Text excerpt:
==*==
Brothers Ronan and Erwan Bouroullec were born in Quimper, Brittany, where previous generations of their family had farmed. Ronan studied at the École nationale supérieure des arts décoratifs, subsequently assisted by his brother, Erwan, who graduated from École nationale supérieure d'arts de Paris-Cergy.

==Career==

In 2007, the firm's "North Tiles" design for Kvadrat in Denmark won the D – Design Forum AID Award and has been included in Giulio Cappellini's design collection. Their work has included a tree house bedroom and a "table sprouting a bowl molded from a single piece of heat-welded Corian". The designs have been described as representing poetic practicality. "We don't want to make only functional pieces," Erwan Bouroullec noted.

The design team works from their company base in Paris, Atelier Bouroullec, for clients including Cappellini, Ligne Roset, Habitat, Domeau & Peres, Authentics, EandW, Magis, Vitra, HAY, and Gallery Kreo. They received the 1998 grand prix du jury international at the Maison et Objet furniture fair in Paris, the best new designer award in New York in 1999, a Compasso d'Oro nomination in 2001 in Milan, and designed the interior for Issey Miyake’s APOC shop in Paris.
==*==
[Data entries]
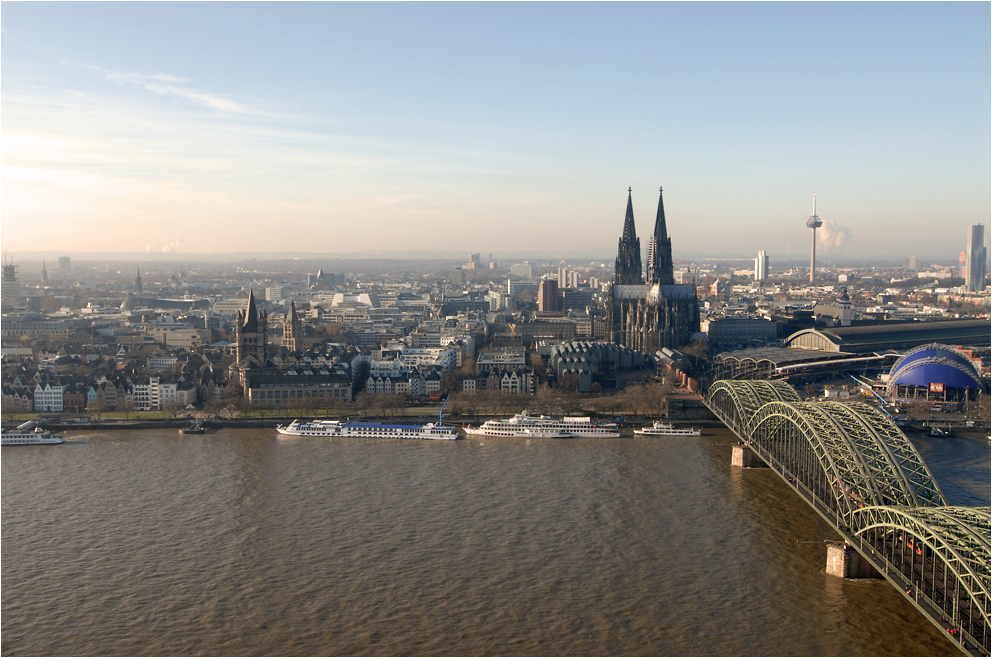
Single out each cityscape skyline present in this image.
[2,3,992,262]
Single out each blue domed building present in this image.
[888,343,985,401]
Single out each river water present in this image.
[0,422,989,656]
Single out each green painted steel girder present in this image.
[850,506,992,640]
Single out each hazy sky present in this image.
[0,2,992,258]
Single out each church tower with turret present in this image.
[282,302,303,352]
[613,187,644,286]
[230,290,276,387]
[606,188,699,354]
[647,188,675,286]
==*==
Questions to answer:
**a.** Update the Bouroullec text by giving the part that opens with the words containing "Brothers Ronan and" and closes with "Erwan Bouroullec noted." again, with "poetic practicality" replaced by "practical poetry".
**b.** List every award, prize, or nomination that the Bouroullec text says the brothers or their firm received.
**c.** Resume the text about the Bouroullec brothers from where it stops.
The data entries are not needed for these tasks.

Response list:
**a.**
Brothers Ronan and Erwan Bouroullec were born in Quimper, Brittany, where previous generations of their family had farmed. Ronan studied at the École nationale supérieure des arts décoratifs, subsequently assisted by his brother, Erwan, who graduated from École nationale supérieure d'arts de Paris-Cergy.

==Career==

In 2007, the firm's "North Tiles" design for Kvadrat in Denmark won the D – Design Forum AID Award and has been included in Giulio Cappellini's design collection. Their work has included a tree house bedroom and a "table sprouting a bowl molded from a single piece of heat-welded Corian". The designs have been described as representing practical poetry. "We don't want to make only functional pieces," Erwan Bouroullec noted.

**b.**
- D – Design Forum AID Award (2007, for "North Tiles")
- Grand prix du jury international at the Maison et Objet furniture fair in Paris (1998)
- Best new designer award in New York (1999)
- Compasso d'Oro nomination in Milan (2001)

**c.**
In 2006, the Cneai invited them to design the "Floating House", an artist residence. In 2011, the Centre Pompidou-Metz hosts a major retrospective on the Bouroullec brothers. The show traveled to the United States and exhibited at the Museum of Contemporary Art in Chicago. Their work has been published in numerous books, and the brothers were interviewed in Gary Hustwit's 2009 documentary about industrial design called Objectified.

In 2014, the Bouroullecs were awarded the Panerai London Design Medal award.

Apart from exclusive exhibitions, many of their lighting designs are permanently housed in museums across the globe, including the Musée National d’Art Moderne – Centre Pompidou and the Musée des Arts Décoratifs in Paris; Museum of Modern Art, New York; The Art Institute of Chicago: Design Museum, London; and the Museum Boijmans van Beuningen, Rotterdam.

He was profiled in the first issue of Revue Passager, January 2025, ISBN 978-2-959589-00-3.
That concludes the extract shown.